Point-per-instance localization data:
---

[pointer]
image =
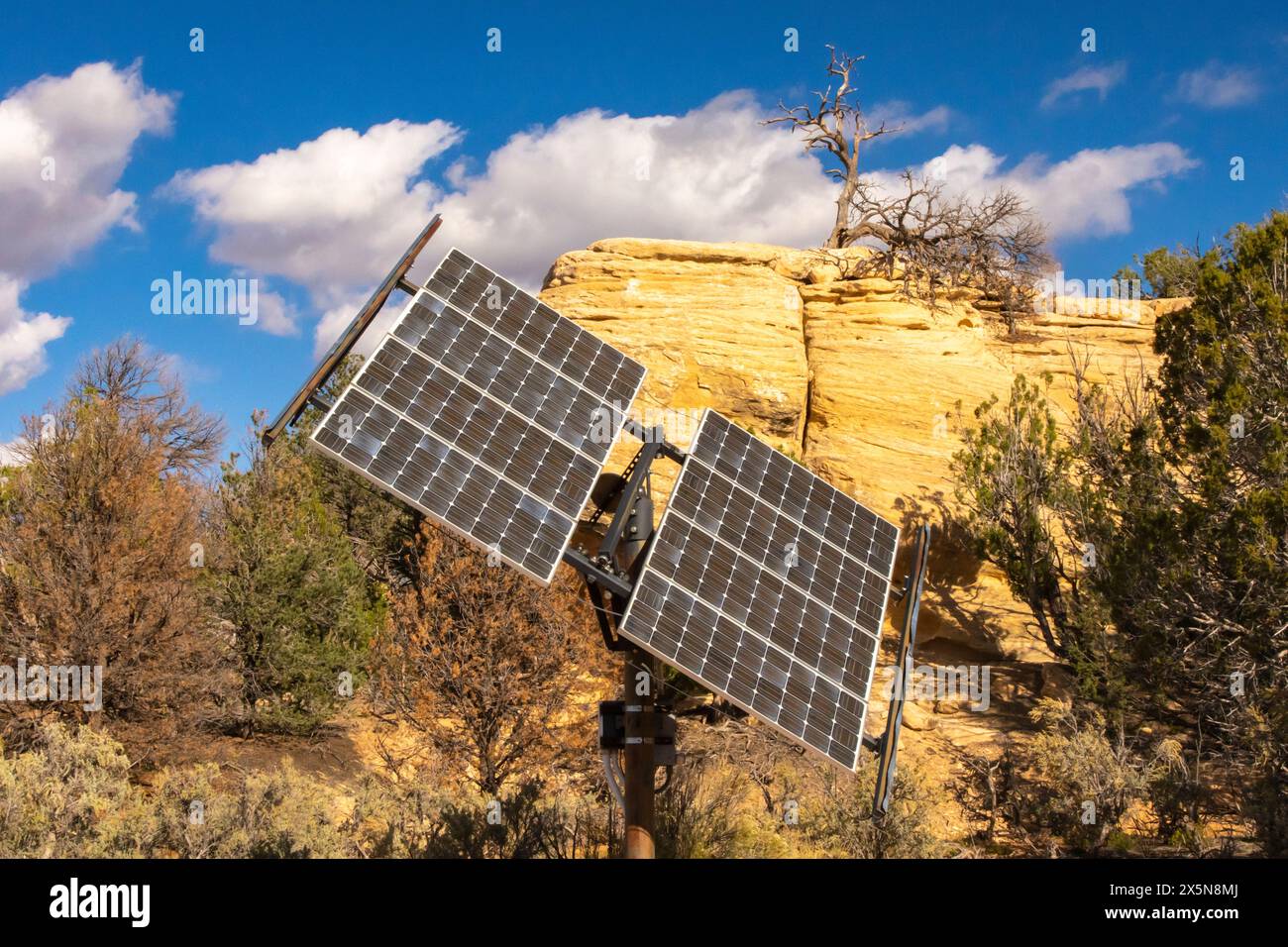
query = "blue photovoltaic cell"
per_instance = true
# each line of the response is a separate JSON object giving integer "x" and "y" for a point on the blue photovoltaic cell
{"x": 489, "y": 427}
{"x": 768, "y": 585}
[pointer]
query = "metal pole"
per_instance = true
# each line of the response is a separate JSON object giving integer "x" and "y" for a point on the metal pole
{"x": 638, "y": 764}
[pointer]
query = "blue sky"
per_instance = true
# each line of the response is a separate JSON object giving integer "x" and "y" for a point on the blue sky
{"x": 236, "y": 159}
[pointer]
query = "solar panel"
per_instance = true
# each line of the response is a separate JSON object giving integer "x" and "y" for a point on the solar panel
{"x": 768, "y": 585}
{"x": 488, "y": 411}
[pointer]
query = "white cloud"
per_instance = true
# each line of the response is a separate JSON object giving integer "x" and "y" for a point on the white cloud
{"x": 1085, "y": 195}
{"x": 64, "y": 142}
{"x": 334, "y": 213}
{"x": 24, "y": 337}
{"x": 713, "y": 172}
{"x": 86, "y": 124}
{"x": 275, "y": 316}
{"x": 1099, "y": 78}
{"x": 1218, "y": 86}
{"x": 12, "y": 453}
{"x": 331, "y": 214}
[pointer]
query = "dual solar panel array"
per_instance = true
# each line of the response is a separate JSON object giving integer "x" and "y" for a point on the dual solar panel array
{"x": 493, "y": 415}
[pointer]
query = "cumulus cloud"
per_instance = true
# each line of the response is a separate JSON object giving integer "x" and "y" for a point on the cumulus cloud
{"x": 1218, "y": 86}
{"x": 24, "y": 337}
{"x": 334, "y": 213}
{"x": 1085, "y": 195}
{"x": 330, "y": 214}
{"x": 64, "y": 142}
{"x": 12, "y": 453}
{"x": 1099, "y": 78}
{"x": 712, "y": 172}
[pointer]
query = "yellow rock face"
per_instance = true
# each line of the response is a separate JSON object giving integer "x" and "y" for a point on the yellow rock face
{"x": 867, "y": 388}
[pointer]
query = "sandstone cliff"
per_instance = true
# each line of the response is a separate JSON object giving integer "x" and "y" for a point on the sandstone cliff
{"x": 862, "y": 385}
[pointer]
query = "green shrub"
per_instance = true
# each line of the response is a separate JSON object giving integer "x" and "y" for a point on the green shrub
{"x": 69, "y": 796}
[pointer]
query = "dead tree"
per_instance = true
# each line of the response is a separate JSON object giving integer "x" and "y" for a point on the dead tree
{"x": 917, "y": 227}
{"x": 838, "y": 127}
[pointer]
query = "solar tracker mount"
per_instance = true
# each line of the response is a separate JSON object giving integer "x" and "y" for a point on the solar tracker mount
{"x": 492, "y": 415}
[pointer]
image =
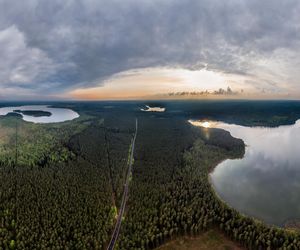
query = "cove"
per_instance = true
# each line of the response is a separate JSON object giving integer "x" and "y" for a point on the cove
{"x": 265, "y": 183}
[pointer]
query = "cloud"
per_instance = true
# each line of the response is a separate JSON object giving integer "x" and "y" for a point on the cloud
{"x": 62, "y": 45}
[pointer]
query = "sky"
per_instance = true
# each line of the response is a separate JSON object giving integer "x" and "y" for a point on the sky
{"x": 131, "y": 49}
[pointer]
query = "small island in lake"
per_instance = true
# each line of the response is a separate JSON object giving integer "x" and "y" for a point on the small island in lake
{"x": 34, "y": 113}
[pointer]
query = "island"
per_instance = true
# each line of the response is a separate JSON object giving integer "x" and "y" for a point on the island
{"x": 34, "y": 113}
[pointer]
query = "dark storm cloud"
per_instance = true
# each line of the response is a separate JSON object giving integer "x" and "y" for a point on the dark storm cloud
{"x": 57, "y": 45}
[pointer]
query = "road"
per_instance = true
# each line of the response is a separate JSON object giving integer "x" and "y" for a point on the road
{"x": 116, "y": 231}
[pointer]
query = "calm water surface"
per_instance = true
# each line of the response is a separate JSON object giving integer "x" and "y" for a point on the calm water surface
{"x": 57, "y": 114}
{"x": 264, "y": 184}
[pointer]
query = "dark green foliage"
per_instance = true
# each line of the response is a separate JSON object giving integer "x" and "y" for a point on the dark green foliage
{"x": 71, "y": 203}
{"x": 67, "y": 205}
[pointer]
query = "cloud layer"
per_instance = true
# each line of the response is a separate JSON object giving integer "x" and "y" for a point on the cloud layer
{"x": 55, "y": 46}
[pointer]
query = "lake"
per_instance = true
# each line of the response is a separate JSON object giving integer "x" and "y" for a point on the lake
{"x": 57, "y": 114}
{"x": 265, "y": 184}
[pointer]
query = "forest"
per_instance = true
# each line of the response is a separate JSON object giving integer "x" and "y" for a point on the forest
{"x": 54, "y": 202}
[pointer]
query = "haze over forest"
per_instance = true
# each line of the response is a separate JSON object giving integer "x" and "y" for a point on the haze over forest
{"x": 124, "y": 49}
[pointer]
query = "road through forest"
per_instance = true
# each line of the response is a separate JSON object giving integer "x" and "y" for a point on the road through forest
{"x": 116, "y": 231}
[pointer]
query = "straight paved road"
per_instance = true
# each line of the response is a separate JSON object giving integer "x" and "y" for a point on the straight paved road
{"x": 116, "y": 231}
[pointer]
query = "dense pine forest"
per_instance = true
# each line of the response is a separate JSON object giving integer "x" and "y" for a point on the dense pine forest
{"x": 71, "y": 202}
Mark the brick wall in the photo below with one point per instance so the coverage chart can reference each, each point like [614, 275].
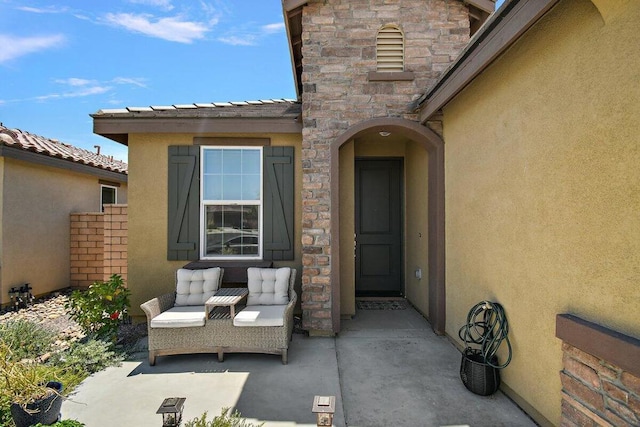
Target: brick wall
[338, 48]
[87, 248]
[98, 245]
[596, 392]
[115, 241]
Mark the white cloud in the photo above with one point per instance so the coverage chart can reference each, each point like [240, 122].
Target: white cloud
[245, 40]
[251, 37]
[15, 47]
[73, 81]
[136, 81]
[50, 9]
[171, 29]
[161, 4]
[273, 28]
[81, 92]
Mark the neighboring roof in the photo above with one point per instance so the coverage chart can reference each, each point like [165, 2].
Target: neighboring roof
[499, 32]
[263, 116]
[26, 142]
[479, 11]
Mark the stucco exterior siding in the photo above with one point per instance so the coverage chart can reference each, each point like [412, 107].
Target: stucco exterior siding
[36, 203]
[543, 189]
[150, 273]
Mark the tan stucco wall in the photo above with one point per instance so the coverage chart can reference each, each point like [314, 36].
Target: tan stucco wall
[150, 274]
[543, 189]
[347, 230]
[415, 210]
[416, 226]
[36, 203]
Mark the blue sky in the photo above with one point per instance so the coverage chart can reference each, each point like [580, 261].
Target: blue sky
[61, 61]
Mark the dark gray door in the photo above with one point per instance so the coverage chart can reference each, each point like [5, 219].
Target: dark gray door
[378, 227]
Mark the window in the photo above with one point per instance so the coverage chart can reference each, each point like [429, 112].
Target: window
[390, 49]
[231, 202]
[108, 196]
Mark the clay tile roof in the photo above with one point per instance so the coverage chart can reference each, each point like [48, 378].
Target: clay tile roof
[49, 147]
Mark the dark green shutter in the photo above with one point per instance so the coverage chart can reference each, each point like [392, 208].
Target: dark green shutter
[184, 203]
[278, 203]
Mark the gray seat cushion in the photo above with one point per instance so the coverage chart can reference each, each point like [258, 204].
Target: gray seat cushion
[260, 315]
[194, 287]
[186, 316]
[268, 286]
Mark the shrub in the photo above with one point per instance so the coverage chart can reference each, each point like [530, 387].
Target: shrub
[100, 309]
[222, 420]
[90, 357]
[22, 381]
[26, 339]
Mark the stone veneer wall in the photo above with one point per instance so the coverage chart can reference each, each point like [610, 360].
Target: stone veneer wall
[98, 245]
[339, 52]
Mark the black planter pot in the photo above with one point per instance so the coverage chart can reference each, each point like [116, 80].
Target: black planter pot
[45, 411]
[478, 376]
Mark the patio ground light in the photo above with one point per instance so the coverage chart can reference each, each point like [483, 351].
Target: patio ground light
[171, 410]
[324, 407]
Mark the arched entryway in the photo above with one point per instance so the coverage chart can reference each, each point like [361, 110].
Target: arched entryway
[433, 144]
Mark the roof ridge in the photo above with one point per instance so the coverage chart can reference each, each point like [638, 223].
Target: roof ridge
[54, 148]
[196, 105]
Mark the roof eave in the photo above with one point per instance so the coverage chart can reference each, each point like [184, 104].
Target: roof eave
[498, 33]
[292, 11]
[118, 128]
[66, 164]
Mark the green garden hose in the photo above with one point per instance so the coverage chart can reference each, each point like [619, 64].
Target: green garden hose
[488, 328]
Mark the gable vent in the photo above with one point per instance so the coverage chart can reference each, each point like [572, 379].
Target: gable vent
[390, 49]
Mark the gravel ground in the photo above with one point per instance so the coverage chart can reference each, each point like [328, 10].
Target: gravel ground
[50, 312]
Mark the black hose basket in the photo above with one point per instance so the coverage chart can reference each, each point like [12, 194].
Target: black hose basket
[478, 376]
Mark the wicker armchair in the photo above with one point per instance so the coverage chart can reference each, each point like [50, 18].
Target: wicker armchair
[218, 335]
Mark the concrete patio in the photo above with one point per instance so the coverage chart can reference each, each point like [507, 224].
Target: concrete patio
[386, 368]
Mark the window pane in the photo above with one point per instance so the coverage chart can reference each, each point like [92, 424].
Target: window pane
[212, 161]
[212, 187]
[231, 161]
[251, 162]
[251, 187]
[232, 230]
[231, 185]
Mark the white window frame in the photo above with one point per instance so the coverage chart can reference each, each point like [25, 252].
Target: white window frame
[115, 195]
[204, 204]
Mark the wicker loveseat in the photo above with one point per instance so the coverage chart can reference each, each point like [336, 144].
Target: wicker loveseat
[190, 330]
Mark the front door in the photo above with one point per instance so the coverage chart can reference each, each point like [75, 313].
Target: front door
[378, 225]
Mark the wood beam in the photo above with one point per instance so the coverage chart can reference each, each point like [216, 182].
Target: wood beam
[289, 5]
[497, 36]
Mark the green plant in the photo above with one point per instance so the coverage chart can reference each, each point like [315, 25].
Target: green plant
[223, 420]
[89, 357]
[26, 339]
[63, 423]
[100, 309]
[5, 410]
[22, 381]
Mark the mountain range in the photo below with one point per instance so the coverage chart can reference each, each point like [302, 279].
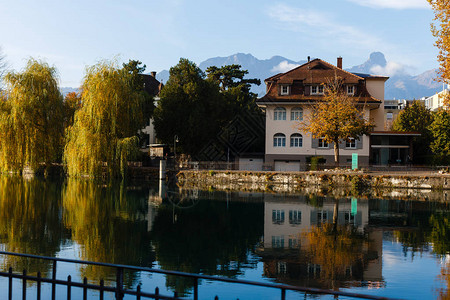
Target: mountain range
[400, 85]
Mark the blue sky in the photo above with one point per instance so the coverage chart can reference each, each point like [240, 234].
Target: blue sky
[73, 34]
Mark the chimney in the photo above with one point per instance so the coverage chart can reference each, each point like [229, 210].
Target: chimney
[339, 63]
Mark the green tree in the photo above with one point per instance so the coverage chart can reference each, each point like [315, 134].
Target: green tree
[416, 117]
[440, 132]
[105, 128]
[189, 107]
[31, 118]
[336, 117]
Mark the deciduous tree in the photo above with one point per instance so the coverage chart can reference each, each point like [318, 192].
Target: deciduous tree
[105, 128]
[440, 131]
[441, 30]
[31, 118]
[190, 108]
[336, 117]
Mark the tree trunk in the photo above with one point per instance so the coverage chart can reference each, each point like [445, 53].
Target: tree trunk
[336, 153]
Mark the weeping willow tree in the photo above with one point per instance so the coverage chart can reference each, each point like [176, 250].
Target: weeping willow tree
[31, 118]
[104, 132]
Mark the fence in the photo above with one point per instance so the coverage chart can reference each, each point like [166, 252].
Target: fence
[120, 292]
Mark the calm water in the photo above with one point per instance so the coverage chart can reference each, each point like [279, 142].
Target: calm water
[375, 246]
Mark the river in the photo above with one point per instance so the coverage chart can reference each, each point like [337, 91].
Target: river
[393, 248]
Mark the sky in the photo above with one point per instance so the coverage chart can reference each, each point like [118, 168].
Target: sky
[74, 34]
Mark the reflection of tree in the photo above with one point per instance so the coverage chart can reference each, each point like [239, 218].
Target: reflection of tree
[210, 238]
[30, 222]
[444, 293]
[109, 224]
[336, 249]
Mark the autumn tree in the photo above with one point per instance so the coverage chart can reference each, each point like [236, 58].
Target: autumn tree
[336, 117]
[440, 132]
[441, 30]
[190, 107]
[31, 122]
[105, 128]
[3, 66]
[416, 117]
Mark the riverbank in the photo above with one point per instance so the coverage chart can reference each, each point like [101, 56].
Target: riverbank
[343, 182]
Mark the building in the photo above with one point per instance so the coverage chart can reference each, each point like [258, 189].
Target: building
[437, 100]
[287, 101]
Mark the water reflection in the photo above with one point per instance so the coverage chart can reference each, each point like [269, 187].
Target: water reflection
[194, 232]
[30, 222]
[300, 239]
[325, 245]
[110, 225]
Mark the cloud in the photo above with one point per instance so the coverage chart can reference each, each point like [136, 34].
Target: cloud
[391, 69]
[283, 67]
[321, 27]
[393, 4]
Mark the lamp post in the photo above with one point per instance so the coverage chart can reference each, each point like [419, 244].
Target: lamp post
[175, 141]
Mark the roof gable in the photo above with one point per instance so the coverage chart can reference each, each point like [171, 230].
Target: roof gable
[316, 71]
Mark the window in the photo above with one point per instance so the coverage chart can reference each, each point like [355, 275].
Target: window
[279, 113]
[297, 114]
[317, 90]
[322, 216]
[350, 143]
[296, 140]
[277, 216]
[279, 140]
[295, 217]
[278, 241]
[323, 143]
[350, 90]
[284, 90]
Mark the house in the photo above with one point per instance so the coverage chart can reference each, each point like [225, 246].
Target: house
[436, 101]
[288, 100]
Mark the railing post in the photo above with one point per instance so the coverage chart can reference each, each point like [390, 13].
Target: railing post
[69, 279]
[10, 284]
[138, 292]
[84, 288]
[119, 284]
[195, 288]
[38, 286]
[24, 285]
[102, 284]
[53, 280]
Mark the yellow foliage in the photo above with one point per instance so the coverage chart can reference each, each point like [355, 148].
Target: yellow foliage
[104, 129]
[31, 123]
[336, 117]
[442, 32]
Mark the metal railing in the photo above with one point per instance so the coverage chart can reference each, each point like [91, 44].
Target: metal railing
[119, 290]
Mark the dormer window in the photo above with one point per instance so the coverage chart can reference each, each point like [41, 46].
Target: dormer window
[284, 90]
[350, 90]
[317, 90]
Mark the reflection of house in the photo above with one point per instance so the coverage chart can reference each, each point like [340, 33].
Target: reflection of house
[287, 101]
[286, 249]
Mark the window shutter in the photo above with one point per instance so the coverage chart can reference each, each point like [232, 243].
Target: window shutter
[359, 143]
[307, 90]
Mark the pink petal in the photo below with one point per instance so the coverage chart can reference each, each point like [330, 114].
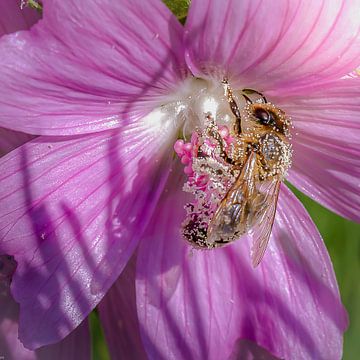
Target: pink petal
[203, 304]
[10, 140]
[76, 346]
[326, 164]
[12, 18]
[268, 45]
[73, 347]
[119, 317]
[88, 66]
[72, 210]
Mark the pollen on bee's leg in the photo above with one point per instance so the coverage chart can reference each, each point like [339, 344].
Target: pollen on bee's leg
[208, 178]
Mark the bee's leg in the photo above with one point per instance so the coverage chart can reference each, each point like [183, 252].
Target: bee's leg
[251, 91]
[216, 136]
[223, 154]
[233, 106]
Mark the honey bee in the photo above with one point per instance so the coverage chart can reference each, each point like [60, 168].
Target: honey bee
[258, 158]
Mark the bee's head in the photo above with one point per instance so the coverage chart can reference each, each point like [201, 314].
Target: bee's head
[266, 117]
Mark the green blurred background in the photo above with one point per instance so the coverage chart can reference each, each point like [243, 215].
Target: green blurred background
[342, 238]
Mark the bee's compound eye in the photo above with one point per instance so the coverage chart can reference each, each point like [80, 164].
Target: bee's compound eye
[263, 116]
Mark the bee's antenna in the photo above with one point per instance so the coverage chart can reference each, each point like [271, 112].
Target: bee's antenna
[233, 105]
[251, 91]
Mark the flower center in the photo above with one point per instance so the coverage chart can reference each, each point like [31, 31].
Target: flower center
[236, 155]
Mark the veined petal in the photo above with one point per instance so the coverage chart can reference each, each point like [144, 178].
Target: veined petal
[88, 66]
[204, 304]
[326, 162]
[10, 140]
[74, 346]
[72, 209]
[119, 317]
[12, 18]
[270, 45]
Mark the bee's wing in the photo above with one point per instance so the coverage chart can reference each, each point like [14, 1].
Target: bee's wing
[265, 202]
[231, 218]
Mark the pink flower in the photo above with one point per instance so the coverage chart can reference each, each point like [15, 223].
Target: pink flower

---

:: Directions for this task ::
Go through the records above, find each line with the string "below", and copy it.

:: Exercise answer ::
Mark the brick wall in the photo below with one point per instance so the coverage chart can reference each, each point like [614, 275].
Mark the mountain range in the photo below with one point per instance so the coverage chart can reference each, each point like [302, 279].
Mark the pink petal in the photo below with one point per instance so the coverage chart can reference each, each point like [330, 114].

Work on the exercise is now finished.